● **Required task**
Please arrange the rows below as a numbered list, beginning at the line that contains "Could you spot the vertical" and stopping after the line that contains "Query: vertical wooden plank", with blank lines left out.

● **Source records**
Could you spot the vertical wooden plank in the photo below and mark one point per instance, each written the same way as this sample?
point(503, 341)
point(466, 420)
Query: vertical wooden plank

---

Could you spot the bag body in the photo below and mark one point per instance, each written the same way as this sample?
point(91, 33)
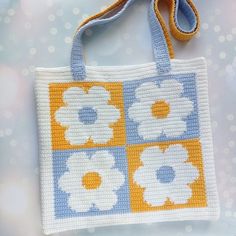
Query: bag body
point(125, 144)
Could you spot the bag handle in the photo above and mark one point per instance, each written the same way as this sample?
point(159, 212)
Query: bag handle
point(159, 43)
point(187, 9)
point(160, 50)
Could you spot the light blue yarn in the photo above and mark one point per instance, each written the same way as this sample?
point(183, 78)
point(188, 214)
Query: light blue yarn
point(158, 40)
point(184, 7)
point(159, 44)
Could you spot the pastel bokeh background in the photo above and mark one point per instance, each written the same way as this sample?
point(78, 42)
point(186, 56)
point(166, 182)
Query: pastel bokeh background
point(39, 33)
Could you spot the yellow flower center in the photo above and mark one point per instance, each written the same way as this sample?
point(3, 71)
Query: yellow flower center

● **Finished answer**
1. Could you spot the vertical wooden plank in the photo below and mark one point per instance, each written the same way as this sample?
2. point(503, 341)
3. point(466, 420)
4. Query: vertical wooden plank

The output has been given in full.